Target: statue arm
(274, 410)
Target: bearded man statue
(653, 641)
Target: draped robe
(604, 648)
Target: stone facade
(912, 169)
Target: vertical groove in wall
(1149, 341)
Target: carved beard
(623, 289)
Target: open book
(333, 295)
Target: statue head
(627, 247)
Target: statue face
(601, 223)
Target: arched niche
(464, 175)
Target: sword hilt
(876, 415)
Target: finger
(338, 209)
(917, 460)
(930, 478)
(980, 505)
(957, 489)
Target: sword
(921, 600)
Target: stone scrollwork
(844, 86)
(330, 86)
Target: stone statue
...
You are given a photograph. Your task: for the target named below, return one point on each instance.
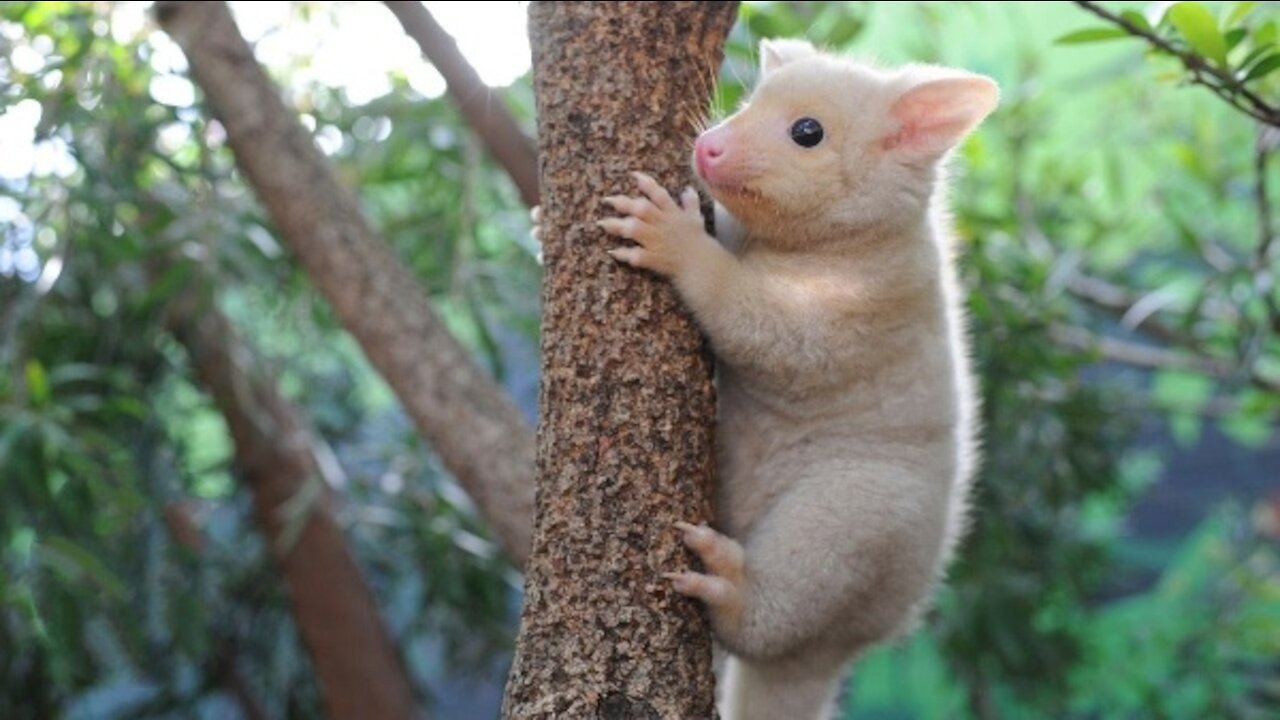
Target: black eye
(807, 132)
* * *
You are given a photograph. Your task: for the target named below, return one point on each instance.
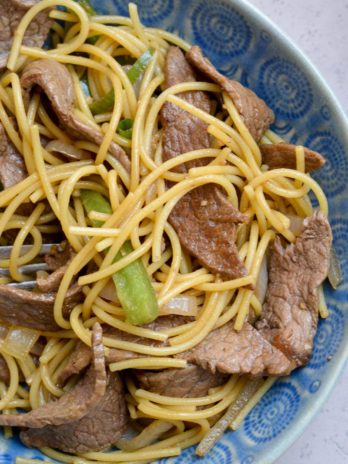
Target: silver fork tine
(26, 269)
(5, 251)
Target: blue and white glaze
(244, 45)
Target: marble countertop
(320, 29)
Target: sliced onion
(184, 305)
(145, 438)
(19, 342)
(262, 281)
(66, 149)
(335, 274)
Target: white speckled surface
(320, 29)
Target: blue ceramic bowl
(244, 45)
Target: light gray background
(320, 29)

WRITTEN REQUEST: Render everything from the line containing "Target: draped robe" down to the line containing "Target: stone statue" as a numbered list, leaving out blank lines.

WORKED SOLUTION:
1. Target: draped robe
2. (604, 648)
3. Target: stone facade
4. (912, 169)
5. Target: vertical groove in wall
6. (1149, 341)
7. Target: carved beard
8. (623, 289)
9. Target: open book
10. (333, 295)
11. Target: statue head
12. (627, 247)
13. Target: statue face
14. (601, 223)
15. Target: arched niche
16. (464, 175)
17. Target: sword hilt
18. (876, 415)
19. Target: finger
20. (338, 209)
21. (917, 460)
22. (930, 478)
23. (980, 505)
24. (957, 489)
25. Target: sword
26. (921, 600)
27. Target: stone scrollwork
28. (844, 86)
29. (330, 86)
30. Target: stone statue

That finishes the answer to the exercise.